Exercise directions ->
Start to finish, reproduce the records below with nothing missing.

Input records ->
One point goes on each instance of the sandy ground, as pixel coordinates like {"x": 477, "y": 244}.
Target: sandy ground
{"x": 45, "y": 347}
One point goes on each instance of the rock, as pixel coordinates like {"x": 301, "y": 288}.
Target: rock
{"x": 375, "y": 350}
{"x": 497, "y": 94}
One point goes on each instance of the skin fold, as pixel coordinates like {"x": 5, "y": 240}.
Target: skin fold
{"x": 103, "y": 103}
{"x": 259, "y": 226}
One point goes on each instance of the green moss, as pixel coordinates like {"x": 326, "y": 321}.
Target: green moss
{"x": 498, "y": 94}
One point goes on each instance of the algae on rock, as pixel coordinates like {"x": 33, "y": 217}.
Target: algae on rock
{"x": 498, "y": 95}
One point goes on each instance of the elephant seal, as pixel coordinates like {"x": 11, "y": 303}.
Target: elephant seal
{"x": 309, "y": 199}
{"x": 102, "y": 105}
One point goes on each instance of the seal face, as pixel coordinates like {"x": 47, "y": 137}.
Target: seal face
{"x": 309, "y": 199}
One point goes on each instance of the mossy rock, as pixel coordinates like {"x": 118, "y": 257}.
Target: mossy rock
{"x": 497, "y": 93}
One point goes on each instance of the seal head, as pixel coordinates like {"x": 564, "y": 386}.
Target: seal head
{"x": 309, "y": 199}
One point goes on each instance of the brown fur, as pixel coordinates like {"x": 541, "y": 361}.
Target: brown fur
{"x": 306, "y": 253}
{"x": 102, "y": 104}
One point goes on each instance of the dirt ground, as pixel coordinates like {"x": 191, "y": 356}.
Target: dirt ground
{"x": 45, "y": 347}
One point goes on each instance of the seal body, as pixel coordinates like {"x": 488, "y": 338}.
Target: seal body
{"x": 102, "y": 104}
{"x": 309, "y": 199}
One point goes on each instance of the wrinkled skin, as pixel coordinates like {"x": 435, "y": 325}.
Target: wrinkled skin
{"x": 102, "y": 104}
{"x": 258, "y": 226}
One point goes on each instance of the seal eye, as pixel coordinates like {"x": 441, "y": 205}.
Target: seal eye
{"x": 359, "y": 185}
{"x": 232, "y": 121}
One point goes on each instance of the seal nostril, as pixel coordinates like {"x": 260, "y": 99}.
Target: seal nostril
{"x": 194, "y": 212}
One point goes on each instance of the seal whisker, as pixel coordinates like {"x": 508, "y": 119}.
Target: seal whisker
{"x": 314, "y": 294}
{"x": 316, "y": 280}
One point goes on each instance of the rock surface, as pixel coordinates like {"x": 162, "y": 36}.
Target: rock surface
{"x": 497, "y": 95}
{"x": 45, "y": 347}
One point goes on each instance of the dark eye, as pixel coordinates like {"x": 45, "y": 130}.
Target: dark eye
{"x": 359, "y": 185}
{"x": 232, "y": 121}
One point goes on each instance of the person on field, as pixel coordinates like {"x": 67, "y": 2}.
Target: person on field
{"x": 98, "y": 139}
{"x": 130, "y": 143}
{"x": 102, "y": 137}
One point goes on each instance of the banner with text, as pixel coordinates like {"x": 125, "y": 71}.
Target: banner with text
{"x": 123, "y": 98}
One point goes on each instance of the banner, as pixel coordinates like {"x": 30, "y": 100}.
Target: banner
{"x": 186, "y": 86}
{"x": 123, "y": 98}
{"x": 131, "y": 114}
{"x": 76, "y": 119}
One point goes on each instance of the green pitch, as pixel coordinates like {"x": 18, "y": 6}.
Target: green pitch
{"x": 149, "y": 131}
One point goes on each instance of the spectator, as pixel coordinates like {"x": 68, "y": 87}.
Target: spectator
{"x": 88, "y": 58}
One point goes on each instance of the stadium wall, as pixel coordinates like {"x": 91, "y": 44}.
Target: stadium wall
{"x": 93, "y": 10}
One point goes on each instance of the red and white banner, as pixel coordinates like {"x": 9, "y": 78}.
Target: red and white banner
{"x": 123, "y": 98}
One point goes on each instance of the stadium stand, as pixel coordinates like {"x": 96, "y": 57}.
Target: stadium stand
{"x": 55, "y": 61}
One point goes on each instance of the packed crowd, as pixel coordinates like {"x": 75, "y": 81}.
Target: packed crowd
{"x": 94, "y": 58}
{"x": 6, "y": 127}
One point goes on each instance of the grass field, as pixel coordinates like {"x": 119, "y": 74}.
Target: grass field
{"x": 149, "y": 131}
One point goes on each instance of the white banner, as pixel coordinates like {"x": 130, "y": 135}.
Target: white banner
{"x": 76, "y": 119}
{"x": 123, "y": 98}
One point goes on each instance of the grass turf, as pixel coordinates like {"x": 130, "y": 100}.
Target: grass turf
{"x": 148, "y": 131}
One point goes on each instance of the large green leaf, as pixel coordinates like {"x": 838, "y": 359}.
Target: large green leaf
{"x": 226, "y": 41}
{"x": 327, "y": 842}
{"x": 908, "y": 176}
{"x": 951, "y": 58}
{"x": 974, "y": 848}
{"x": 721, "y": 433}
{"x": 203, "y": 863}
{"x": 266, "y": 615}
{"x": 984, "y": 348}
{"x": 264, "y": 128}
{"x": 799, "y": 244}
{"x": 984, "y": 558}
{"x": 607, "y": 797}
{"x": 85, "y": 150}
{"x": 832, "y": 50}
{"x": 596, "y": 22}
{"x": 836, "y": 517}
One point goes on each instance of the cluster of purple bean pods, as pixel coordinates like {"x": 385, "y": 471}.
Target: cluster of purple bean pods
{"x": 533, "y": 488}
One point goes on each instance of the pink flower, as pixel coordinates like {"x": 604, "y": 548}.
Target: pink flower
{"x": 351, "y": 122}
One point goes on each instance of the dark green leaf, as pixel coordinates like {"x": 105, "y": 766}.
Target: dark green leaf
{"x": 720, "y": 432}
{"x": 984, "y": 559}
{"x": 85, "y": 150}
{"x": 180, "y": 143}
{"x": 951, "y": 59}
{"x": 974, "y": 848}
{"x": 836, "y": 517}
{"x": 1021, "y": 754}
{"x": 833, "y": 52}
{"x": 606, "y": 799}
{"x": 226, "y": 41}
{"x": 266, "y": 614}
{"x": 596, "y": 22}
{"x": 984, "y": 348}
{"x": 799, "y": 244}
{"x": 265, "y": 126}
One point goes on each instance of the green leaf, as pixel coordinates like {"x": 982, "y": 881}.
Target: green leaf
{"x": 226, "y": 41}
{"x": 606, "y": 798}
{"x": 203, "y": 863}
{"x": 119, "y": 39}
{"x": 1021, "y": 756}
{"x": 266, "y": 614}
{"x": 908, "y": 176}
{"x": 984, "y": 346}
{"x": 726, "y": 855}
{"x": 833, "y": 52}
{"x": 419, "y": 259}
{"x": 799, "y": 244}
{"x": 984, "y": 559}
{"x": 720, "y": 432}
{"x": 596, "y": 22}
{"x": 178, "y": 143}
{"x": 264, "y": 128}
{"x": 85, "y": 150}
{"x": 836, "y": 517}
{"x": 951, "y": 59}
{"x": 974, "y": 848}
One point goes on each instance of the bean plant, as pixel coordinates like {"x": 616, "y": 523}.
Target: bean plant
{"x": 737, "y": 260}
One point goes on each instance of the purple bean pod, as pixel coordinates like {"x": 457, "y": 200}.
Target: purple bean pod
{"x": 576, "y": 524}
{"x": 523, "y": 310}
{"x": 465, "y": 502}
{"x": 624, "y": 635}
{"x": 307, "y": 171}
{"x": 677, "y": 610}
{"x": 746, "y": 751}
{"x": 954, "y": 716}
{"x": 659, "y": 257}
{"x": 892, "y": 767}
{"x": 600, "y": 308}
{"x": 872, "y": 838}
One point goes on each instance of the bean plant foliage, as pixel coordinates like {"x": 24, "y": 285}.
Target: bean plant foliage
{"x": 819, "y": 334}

Task answer ->
One point goes on each instance of the sandy ground, as pixel coordinates like {"x": 477, "y": 244}.
Target: sandy ground
{"x": 45, "y": 347}
One point goes on each instance of the rock, as pixel coordinates like {"x": 301, "y": 288}.
Target: rock
{"x": 375, "y": 350}
{"x": 497, "y": 94}
One point goes on each instance of the skin fold, as pixel coordinates like {"x": 5, "y": 240}.
Target: skin fold
{"x": 103, "y": 103}
{"x": 259, "y": 226}
One point goes on each instance of the green moss, as pixel coordinates like {"x": 326, "y": 321}.
Target: green moss
{"x": 498, "y": 94}
One point goes on each instance of the algae on rock, as pixel coordinates like {"x": 33, "y": 217}.
Target: algae on rock
{"x": 498, "y": 95}
One point goes on each instance of the elephant seal, as pixel coordinates like {"x": 11, "y": 303}.
Target: elephant seal
{"x": 309, "y": 199}
{"x": 102, "y": 105}
One point goes on each instance of the seal face, as pixel coordinates like {"x": 47, "y": 137}.
Target: seal face
{"x": 309, "y": 199}
One point goes on each instance of the mossy rock, as pixel coordinates like {"x": 118, "y": 257}.
Target: mossy rock
{"x": 497, "y": 93}
One point goes on each instance of the seal head, as pixel coordinates like {"x": 564, "y": 386}.
Target: seal head
{"x": 309, "y": 199}
One point goes on each instance of the brown fur, as pixel coordinates like {"x": 541, "y": 361}.
Target: brown fur
{"x": 306, "y": 253}
{"x": 102, "y": 104}
One point goes on each instance of the dirt ground, as pixel coordinates like {"x": 191, "y": 356}.
Target: dirt ground
{"x": 45, "y": 347}
One point goes on each instance of the seal body, as pixel coordinates like {"x": 488, "y": 338}.
Target: seal body
{"x": 102, "y": 104}
{"x": 309, "y": 199}
One point goes on each instance of the wrinkled skin, as pixel coordinates like {"x": 435, "y": 325}.
Target: wrinkled skin
{"x": 102, "y": 104}
{"x": 258, "y": 226}
One point goes on each instance of the seal eye, as pixel coordinates like {"x": 441, "y": 205}.
Target: seal eye
{"x": 359, "y": 185}
{"x": 232, "y": 121}
One point goes on each instance of the seal nostril, as pixel coordinates like {"x": 260, "y": 99}.
Target: seal nostril
{"x": 194, "y": 212}
One point goes on each instance of the seal whisker, as pixel coordinates like {"x": 508, "y": 119}.
Target: seal whisker
{"x": 314, "y": 294}
{"x": 316, "y": 280}
One point goes on each instance of the rock surface, as pixel coordinates like {"x": 162, "y": 36}.
Target: rock surface
{"x": 497, "y": 95}
{"x": 45, "y": 347}
One point goes on each instance of the dark eye, as pixel coordinates like {"x": 45, "y": 130}.
Target: dark eye
{"x": 359, "y": 185}
{"x": 232, "y": 121}
One point goes on each instance of the person on field, as pixel coordinates like {"x": 67, "y": 2}.
Target: person on field
{"x": 98, "y": 139}
{"x": 130, "y": 143}
{"x": 102, "y": 137}
One point goes on each instance of the banner with text, as pixel coordinates like {"x": 125, "y": 71}.
Target: banner with text
{"x": 123, "y": 98}
One point goes on each instance of the banner, as pixel coordinates like {"x": 30, "y": 100}.
Target: banner
{"x": 186, "y": 86}
{"x": 123, "y": 98}
{"x": 131, "y": 114}
{"x": 76, "y": 119}
One point goes on each instance of the green pitch, as pixel coordinates like {"x": 18, "y": 6}.
Target: green pitch
{"x": 149, "y": 131}
One point goes on each instance of the spectator, as pixel coordinates like {"x": 68, "y": 87}.
Target: spectator
{"x": 88, "y": 58}
One point goes on each instance of the stadium wall, as pixel coordinates like {"x": 91, "y": 44}.
Target: stadium wall
{"x": 93, "y": 10}
One point goes on each instance of the red and white banner, as pixel coordinates like {"x": 9, "y": 78}.
Target: red and white banner
{"x": 123, "y": 98}
One point goes on each instance of the stadium stand, as pixel coordinates like {"x": 96, "y": 57}.
Target: stadium stand
{"x": 55, "y": 61}
One point goes on each instance of the packed crowd, as pixel coordinates like {"x": 75, "y": 81}.
Target: packed crowd
{"x": 94, "y": 58}
{"x": 6, "y": 127}
One point goes on each instance of the grass field, as pixel coordinates like {"x": 119, "y": 74}.
Target: grass field
{"x": 149, "y": 131}
One point goes on each instance of the white banner, as pixel coordinates like {"x": 130, "y": 135}.
Target: white banner
{"x": 76, "y": 119}
{"x": 123, "y": 98}
One point goes on each instance of the grass turf, as pixel coordinates like {"x": 130, "y": 100}.
Target: grass turf
{"x": 148, "y": 131}
One point goes on each instance of the large green leaf, as pixel coordinates like {"x": 838, "y": 359}.
Target: large green leaf
{"x": 226, "y": 41}
{"x": 327, "y": 842}
{"x": 908, "y": 176}
{"x": 951, "y": 58}
{"x": 974, "y": 848}
{"x": 721, "y": 433}
{"x": 203, "y": 863}
{"x": 266, "y": 615}
{"x": 984, "y": 348}
{"x": 264, "y": 128}
{"x": 799, "y": 244}
{"x": 984, "y": 558}
{"x": 607, "y": 797}
{"x": 85, "y": 150}
{"x": 832, "y": 50}
{"x": 596, "y": 22}
{"x": 836, "y": 517}
One point goes on each instance of the cluster of purple bean pods, as pixel coordinates like {"x": 385, "y": 471}.
Target: cluster of purple bean pods
{"x": 533, "y": 488}
One point goes on each instance of the pink flower, as pixel coordinates like {"x": 604, "y": 548}.
Target: pink flower
{"x": 351, "y": 122}
One point goes on each instance of the dark green leaf, as pixel coordinates like {"x": 105, "y": 766}.
Target: dark green leaf
{"x": 720, "y": 432}
{"x": 984, "y": 559}
{"x": 85, "y": 150}
{"x": 180, "y": 143}
{"x": 951, "y": 59}
{"x": 974, "y": 848}
{"x": 836, "y": 517}
{"x": 1021, "y": 754}
{"x": 833, "y": 52}
{"x": 606, "y": 799}
{"x": 226, "y": 41}
{"x": 266, "y": 614}
{"x": 596, "y": 22}
{"x": 984, "y": 348}
{"x": 799, "y": 244}
{"x": 265, "y": 126}
One point goes on each instance of the green leaf, as pixel coordinates like {"x": 982, "y": 881}.
Target: green leaf
{"x": 226, "y": 41}
{"x": 606, "y": 798}
{"x": 203, "y": 863}
{"x": 119, "y": 39}
{"x": 1021, "y": 756}
{"x": 266, "y": 614}
{"x": 908, "y": 176}
{"x": 984, "y": 346}
{"x": 726, "y": 855}
{"x": 833, "y": 52}
{"x": 419, "y": 259}
{"x": 799, "y": 244}
{"x": 984, "y": 559}
{"x": 720, "y": 432}
{"x": 596, "y": 22}
{"x": 178, "y": 143}
{"x": 264, "y": 128}
{"x": 85, "y": 150}
{"x": 836, "y": 517}
{"x": 951, "y": 59}
{"x": 974, "y": 848}
One point goes on each instance of the bean plant, as pixel coordinates like {"x": 616, "y": 523}.
Target: bean plant
{"x": 737, "y": 260}
One point goes on each instance of the purple bean pod, as pixel coordinates like {"x": 457, "y": 200}.
Target: purple bean pod
{"x": 576, "y": 524}
{"x": 523, "y": 310}
{"x": 465, "y": 502}
{"x": 624, "y": 635}
{"x": 307, "y": 171}
{"x": 677, "y": 610}
{"x": 746, "y": 751}
{"x": 954, "y": 716}
{"x": 659, "y": 257}
{"x": 892, "y": 767}
{"x": 600, "y": 308}
{"x": 872, "y": 838}
One point goes on each instance of the bean plant foliage, as pixel coordinates like {"x": 24, "y": 285}.
Target: bean plant foliage
{"x": 819, "y": 334}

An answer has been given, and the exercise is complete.